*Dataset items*
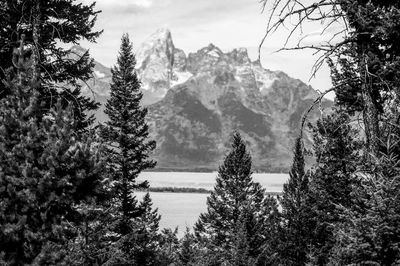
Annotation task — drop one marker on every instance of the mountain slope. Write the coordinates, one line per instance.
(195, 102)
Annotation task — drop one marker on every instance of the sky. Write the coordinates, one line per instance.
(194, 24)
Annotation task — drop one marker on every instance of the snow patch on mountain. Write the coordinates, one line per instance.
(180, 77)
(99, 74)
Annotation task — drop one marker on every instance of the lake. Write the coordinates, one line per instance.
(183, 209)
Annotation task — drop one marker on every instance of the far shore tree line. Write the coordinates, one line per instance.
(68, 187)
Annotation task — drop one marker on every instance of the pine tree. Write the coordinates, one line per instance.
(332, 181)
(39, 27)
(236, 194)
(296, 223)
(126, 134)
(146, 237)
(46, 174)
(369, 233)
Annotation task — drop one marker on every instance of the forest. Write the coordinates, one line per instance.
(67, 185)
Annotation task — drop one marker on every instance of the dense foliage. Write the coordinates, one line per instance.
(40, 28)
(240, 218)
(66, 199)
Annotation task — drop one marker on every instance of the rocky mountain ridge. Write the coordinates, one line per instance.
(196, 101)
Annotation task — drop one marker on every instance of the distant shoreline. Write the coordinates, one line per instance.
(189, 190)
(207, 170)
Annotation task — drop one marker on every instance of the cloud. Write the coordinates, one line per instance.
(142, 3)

--

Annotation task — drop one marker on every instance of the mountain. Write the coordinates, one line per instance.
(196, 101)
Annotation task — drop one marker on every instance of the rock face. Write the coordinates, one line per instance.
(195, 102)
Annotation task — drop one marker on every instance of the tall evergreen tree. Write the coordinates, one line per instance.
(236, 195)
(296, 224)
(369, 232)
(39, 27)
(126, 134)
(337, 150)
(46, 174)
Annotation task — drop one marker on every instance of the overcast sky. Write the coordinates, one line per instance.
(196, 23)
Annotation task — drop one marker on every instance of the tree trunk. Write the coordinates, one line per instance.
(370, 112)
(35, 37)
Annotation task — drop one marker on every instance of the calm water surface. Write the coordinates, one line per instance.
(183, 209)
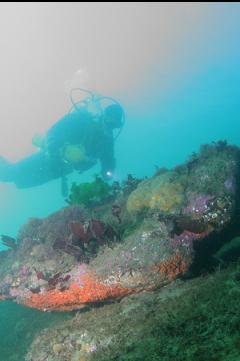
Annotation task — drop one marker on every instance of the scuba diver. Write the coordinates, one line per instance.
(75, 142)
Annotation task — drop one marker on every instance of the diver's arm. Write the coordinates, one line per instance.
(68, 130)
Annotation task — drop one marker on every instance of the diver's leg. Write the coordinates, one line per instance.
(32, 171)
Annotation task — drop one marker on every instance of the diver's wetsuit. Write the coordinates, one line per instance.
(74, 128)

*Goal of the exercise*
Please gather every line of the entries above that contains the string "patch". Case counts.

*Response to this exercise*
Annotation task — drop one marker on every instance of the snow patch on mountain. Write the coordinates, one line per instance.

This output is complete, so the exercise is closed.